• Exercise set:
[a] According to the Tour de France piece, in which city does the race start this weekend?
[b] Pick up the essay on the Tour de France after its final sentence and keep writing in the same voice.

• Source excerpt:
───

Tour de France, the biggest traffic hindrance in the world, defines the boundaries of Western Europe

This weekend, the biggest annual sporting event is coming to my small European country. I’m talking of course about the Tour de France, which will start in the city of Utrecht. This small European country a record-holder – its the 6th time the Tour starts in the Netherlands, more than any other country (except France, of course).


The Tour caravan passing Rotterdam in 2010, when Rotterdam was the starting point

Now, I am going to be brutally honest about it – I really don’t care about the Tour de France, or, in fact, about professional cycling all together. I find it an incredibly dull sport to watch. Its like watching waterfalls on the Zen Channel. For endless days, there’s nothing to see except a bunch of guys on bicycles. Sometimes they crash. That’s it. The only thing more boring to watch is car racing, with the NASCAR at the glorious top as the most boring thing ever on TV. Seriously, I would rather watch the broadcasting of Latvian Parliament during the summer recess than NASCAR. There’s a bigger chance something will actually happen.

But I digress, as usual. Back to cycling – not only is the Tour extremely boring to watch, the outcome is also set from the start. The favourite will win, and a few years later he will be stripped of his victory due to a doping scandal. He will, as usual, claim he “had to do it”, because not using doping would have made him helpless against the opponents who all use it and he would have had to “give up the sport he loves”. The notion that by using doping he already gave up sport as a concept, that he might as well have ridden a motorcycle and that he has damaged the sport he claims to love beyond repair is too difficult for his dope-laced mind to grasp. To me, the Tour is certainly not a sporting event – its nothing more than a big traffic hindrance. But it does have a practical use.

───

• Material shown:
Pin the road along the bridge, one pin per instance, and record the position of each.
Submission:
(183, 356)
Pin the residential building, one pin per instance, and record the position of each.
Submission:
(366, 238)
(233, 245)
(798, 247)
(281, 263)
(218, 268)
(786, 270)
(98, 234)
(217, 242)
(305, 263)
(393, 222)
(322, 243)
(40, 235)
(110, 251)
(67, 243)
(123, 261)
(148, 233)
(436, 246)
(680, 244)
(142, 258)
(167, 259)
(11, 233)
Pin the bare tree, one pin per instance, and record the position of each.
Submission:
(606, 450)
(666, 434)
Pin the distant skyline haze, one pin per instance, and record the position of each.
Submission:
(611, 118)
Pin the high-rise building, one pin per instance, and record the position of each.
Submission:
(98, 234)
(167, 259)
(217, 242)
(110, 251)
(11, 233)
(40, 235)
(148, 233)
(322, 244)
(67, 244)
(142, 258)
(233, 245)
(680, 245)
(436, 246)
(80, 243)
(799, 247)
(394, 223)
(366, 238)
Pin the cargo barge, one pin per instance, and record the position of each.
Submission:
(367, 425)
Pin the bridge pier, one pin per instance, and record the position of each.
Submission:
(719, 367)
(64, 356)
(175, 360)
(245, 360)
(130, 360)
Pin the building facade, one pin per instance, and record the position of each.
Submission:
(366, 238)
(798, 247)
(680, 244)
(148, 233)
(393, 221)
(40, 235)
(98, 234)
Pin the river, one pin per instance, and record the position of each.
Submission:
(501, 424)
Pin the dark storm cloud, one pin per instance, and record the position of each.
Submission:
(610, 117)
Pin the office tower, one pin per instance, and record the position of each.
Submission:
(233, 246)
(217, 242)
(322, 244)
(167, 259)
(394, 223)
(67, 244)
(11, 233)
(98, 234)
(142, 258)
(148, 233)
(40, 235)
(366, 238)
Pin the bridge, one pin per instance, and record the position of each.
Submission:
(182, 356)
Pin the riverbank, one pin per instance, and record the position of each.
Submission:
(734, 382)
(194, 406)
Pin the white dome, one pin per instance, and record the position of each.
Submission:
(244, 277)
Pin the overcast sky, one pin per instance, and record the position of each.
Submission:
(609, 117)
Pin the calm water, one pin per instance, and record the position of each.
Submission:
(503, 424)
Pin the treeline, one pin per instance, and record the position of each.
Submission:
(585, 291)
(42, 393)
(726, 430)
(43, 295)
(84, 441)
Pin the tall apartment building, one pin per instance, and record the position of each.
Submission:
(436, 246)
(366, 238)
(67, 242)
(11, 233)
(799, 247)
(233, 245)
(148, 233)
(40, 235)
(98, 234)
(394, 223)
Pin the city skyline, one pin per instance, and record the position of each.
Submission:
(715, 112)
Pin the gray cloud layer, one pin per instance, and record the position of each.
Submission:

───

• Answers:
[a] Utrecht

[b]
In Europe, there is a constant bickering about the definition of the regions of Europe. Since the West and the North are the richer parts, countries do not want to be labelled as “Eastern” or “Central” European – the ones further to the East claim to be Central, and the more centrally situated countries strive to be known as “West European”. Other continents have a very useful tool to decide which country belongs to which region – the continental football association regional scheme. Wondering whether Birma is a South Asian or South-East Asian country? Check the map – its South-East. Does Mexico belong to North or Central America? North, of course, since its in the North American Zone.

Asian Football Confederation countries (

Asian Football Confederation countries – see how easy it can be? (source: Wikipedia)

The UEFA, on the other hand, is not divided into sub-regions, which opens the door to a debate about which country belongs where. Europe is divided into sub-regions by various authorities like the UN Statistical Division or the CIA Factbook, but these divisions are rather arbitrary and are too debatable.

Europe sub-regions according to the CIA World Factbook (source: Wikipedia)

Europe sub-regions according to the UN Statistical Division (source: Wikipedia)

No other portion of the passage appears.